-- begin Provided records --
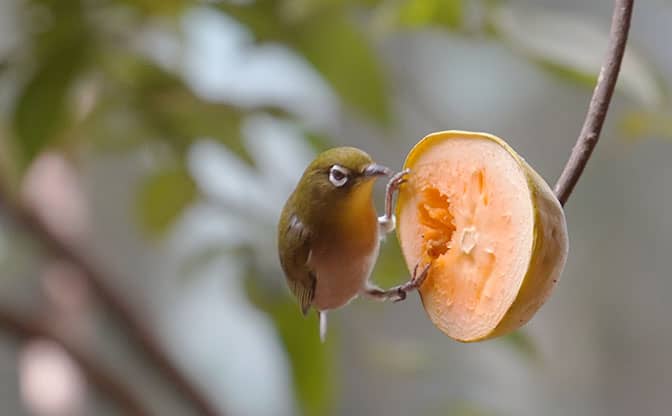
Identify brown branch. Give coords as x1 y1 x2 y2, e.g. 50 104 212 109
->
0 305 150 416
555 0 634 205
0 189 221 416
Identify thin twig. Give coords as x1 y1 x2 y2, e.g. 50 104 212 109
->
0 305 150 416
0 187 221 416
555 0 634 205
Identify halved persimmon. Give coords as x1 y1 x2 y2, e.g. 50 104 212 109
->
397 131 568 342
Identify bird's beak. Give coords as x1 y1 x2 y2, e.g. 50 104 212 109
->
362 163 392 177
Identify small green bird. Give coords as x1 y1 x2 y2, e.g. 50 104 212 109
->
278 147 429 340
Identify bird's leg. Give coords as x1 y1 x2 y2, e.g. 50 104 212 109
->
378 169 410 235
364 263 432 302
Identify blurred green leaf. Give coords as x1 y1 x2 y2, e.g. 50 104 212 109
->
219 0 390 122
619 110 672 140
12 1 91 165
500 329 539 360
397 0 463 28
136 167 197 237
447 402 495 416
294 13 390 122
111 0 192 17
303 131 333 153
246 276 336 416
94 52 252 163
489 3 667 108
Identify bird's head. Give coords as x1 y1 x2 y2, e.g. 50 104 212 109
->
295 147 392 223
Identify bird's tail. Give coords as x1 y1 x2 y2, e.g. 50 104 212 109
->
317 311 327 342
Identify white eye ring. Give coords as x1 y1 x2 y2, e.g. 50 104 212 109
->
329 165 349 188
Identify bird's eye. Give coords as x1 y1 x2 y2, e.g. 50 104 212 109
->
329 165 348 188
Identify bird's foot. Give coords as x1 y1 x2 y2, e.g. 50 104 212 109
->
364 263 432 303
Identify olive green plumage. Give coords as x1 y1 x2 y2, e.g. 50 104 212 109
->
278 147 389 314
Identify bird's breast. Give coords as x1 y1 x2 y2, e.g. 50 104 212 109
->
310 200 380 310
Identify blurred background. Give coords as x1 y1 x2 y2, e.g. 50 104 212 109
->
0 0 672 416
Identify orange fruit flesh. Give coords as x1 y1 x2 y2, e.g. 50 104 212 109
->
398 132 535 341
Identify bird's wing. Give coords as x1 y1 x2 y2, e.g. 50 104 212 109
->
278 215 317 315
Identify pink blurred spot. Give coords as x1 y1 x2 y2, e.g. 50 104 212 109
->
23 152 89 241
19 340 86 416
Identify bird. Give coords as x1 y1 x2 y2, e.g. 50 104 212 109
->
277 147 429 342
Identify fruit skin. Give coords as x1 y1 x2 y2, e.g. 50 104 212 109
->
397 130 569 342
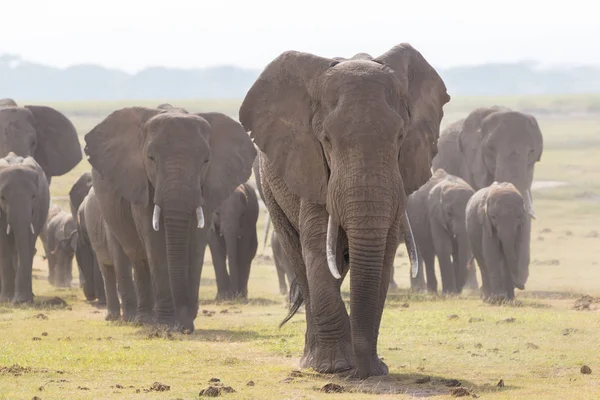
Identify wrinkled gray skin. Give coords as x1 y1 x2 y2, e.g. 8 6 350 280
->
69 172 106 306
85 107 256 332
0 152 50 303
208 183 258 300
40 205 79 288
408 169 474 294
239 44 450 378
433 106 544 289
0 99 82 183
252 152 295 294
466 182 528 301
271 232 294 294
80 188 137 321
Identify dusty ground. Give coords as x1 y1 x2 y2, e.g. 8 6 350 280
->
0 97 600 400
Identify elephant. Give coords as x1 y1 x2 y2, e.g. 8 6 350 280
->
208 183 258 300
40 205 79 288
239 43 450 378
80 187 137 321
466 182 529 301
271 232 294 295
433 106 544 288
0 99 82 184
84 107 256 333
0 151 50 304
407 168 475 294
69 172 106 306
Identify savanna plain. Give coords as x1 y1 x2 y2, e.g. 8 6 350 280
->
0 95 600 400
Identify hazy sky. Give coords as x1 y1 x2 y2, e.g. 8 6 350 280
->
0 0 600 72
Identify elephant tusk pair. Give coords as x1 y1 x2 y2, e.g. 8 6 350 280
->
525 190 536 219
152 204 204 232
327 211 419 279
402 210 419 278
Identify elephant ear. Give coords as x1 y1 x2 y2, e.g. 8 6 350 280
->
0 98 17 107
239 51 332 204
69 172 92 218
85 107 165 205
25 106 82 177
196 112 256 210
374 43 450 195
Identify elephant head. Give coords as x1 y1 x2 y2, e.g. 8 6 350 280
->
0 152 49 302
459 106 544 212
428 173 475 292
483 182 529 290
0 102 82 182
239 44 450 378
69 172 92 220
85 107 256 324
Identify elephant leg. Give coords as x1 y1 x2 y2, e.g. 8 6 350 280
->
275 258 287 295
0 237 15 303
133 259 154 324
299 203 354 373
388 261 398 292
208 232 231 300
432 233 458 293
98 262 121 321
108 237 137 321
412 246 429 292
189 229 209 319
92 253 106 307
464 259 479 290
422 248 437 293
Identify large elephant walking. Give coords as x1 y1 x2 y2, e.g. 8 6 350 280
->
240 44 450 378
433 107 544 288
209 183 258 300
69 172 106 306
85 107 256 332
0 152 50 303
0 99 82 183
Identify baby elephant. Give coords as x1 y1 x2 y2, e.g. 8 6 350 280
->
408 169 474 293
466 182 528 302
40 206 78 288
79 187 137 321
0 152 50 303
208 183 258 299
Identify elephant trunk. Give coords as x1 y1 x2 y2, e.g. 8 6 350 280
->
454 232 472 292
11 218 35 303
340 185 399 378
163 206 194 331
498 228 525 290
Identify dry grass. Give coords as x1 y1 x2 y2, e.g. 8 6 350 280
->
0 98 600 399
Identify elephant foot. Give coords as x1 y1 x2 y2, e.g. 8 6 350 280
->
104 311 121 321
300 342 354 373
123 310 137 322
0 293 13 303
12 293 33 304
133 311 154 325
350 355 389 379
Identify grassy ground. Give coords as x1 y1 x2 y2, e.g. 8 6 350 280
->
0 96 600 400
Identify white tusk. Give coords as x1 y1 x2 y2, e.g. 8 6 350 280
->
263 211 271 253
196 206 204 228
152 204 160 232
525 190 536 219
404 210 419 278
327 215 342 279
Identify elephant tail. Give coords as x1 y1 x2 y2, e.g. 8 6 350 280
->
279 279 304 328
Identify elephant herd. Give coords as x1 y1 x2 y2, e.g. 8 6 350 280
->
0 43 543 378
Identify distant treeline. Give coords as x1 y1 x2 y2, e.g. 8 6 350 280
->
0 55 600 101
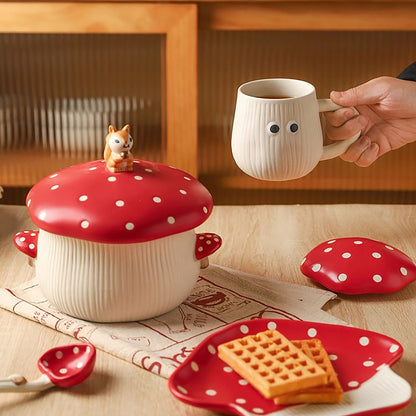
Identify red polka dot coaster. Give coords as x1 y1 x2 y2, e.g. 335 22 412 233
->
300 237 416 294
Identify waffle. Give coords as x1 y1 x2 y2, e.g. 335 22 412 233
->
218 330 328 398
274 339 343 404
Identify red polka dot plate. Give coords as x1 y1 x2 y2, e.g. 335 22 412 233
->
300 237 416 295
168 319 411 416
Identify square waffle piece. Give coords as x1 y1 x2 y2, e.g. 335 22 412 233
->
218 330 328 399
274 338 343 404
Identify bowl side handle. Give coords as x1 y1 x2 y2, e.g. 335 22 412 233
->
13 230 39 262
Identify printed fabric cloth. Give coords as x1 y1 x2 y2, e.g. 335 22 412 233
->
0 264 345 378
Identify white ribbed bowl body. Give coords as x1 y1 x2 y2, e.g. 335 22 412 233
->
231 80 323 181
36 230 200 322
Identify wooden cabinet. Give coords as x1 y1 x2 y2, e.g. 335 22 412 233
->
0 0 416 204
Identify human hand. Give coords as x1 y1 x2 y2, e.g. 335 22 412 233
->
325 76 416 167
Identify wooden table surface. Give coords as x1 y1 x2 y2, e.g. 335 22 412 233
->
0 205 416 416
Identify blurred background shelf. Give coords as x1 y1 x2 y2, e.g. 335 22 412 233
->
0 0 416 204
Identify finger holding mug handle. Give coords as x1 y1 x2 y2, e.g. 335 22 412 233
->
318 98 361 160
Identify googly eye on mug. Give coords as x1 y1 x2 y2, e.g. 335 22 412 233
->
231 78 360 181
267 121 280 135
286 120 299 134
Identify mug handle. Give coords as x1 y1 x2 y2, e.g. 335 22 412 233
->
318 98 361 160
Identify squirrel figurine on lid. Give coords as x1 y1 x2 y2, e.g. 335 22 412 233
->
104 124 133 172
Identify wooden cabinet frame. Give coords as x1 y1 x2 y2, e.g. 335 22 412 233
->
0 2 198 175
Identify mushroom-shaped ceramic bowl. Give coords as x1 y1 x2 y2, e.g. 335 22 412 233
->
14 160 221 322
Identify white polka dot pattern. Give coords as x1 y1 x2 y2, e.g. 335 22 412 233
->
300 237 416 294
169 319 402 414
27 161 213 243
38 344 96 387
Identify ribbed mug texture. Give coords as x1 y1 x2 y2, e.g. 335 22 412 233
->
231 82 323 180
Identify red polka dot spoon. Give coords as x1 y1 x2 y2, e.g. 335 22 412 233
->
0 344 95 392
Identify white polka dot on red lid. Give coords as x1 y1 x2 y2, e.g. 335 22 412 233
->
267 321 277 329
389 344 399 353
208 344 217 354
240 325 249 334
338 273 348 282
373 274 383 283
176 386 188 394
81 220 90 228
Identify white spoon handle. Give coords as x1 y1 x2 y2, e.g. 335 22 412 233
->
0 374 54 393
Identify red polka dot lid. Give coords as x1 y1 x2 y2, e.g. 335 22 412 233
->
26 160 213 243
300 237 416 294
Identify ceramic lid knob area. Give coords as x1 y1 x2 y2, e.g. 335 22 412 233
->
168 319 411 416
13 230 39 259
26 160 213 243
301 237 416 294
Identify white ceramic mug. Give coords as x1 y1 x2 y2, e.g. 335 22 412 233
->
231 78 361 181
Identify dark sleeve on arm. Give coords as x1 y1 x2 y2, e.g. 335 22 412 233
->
397 62 416 81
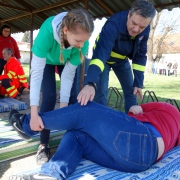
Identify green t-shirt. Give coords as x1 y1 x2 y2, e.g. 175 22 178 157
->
32 16 89 66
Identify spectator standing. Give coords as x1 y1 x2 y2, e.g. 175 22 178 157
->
172 60 178 77
0 25 21 75
0 48 28 100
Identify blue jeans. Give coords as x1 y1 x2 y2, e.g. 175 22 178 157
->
40 64 78 144
22 102 157 179
94 60 137 113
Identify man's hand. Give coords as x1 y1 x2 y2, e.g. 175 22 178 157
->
129 105 143 114
133 87 143 101
77 85 95 105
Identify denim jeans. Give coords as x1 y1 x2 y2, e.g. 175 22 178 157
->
40 64 78 144
94 60 137 113
22 102 157 179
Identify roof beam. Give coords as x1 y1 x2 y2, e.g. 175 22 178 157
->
154 1 180 8
1 0 84 23
0 3 30 12
95 0 114 15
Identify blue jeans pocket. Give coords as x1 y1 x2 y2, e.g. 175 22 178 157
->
113 131 148 166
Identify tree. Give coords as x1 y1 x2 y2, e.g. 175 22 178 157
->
22 31 30 42
147 8 180 72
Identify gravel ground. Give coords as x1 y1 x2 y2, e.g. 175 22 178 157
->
0 94 59 180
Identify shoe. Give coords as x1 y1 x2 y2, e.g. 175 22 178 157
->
9 174 57 180
36 145 50 165
8 109 30 140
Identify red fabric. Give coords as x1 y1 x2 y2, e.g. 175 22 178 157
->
129 102 180 158
0 35 21 59
0 57 28 88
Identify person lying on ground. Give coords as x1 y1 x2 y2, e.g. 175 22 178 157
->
9 102 180 180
-- end Provided records --
- _Requirements_
Please copy the rows from the start through the line containing "397 131 568 342", both ends included, leaving out the pictures.

- _Answer to this task_
Identify brown branch. Give coords as x1 y1 x2 y2, e.g. 50 104 212 109
->
0 305 150 416
555 0 634 205
0 189 221 416
Identify thin twig. Give coords as x1 y1 x2 y2, e.g. 50 104 212 109
->
0 305 150 416
0 187 221 416
555 0 634 205
Identify halved persimmon. Give coords as x1 y1 x2 y2, e.g. 50 104 212 109
->
397 131 568 342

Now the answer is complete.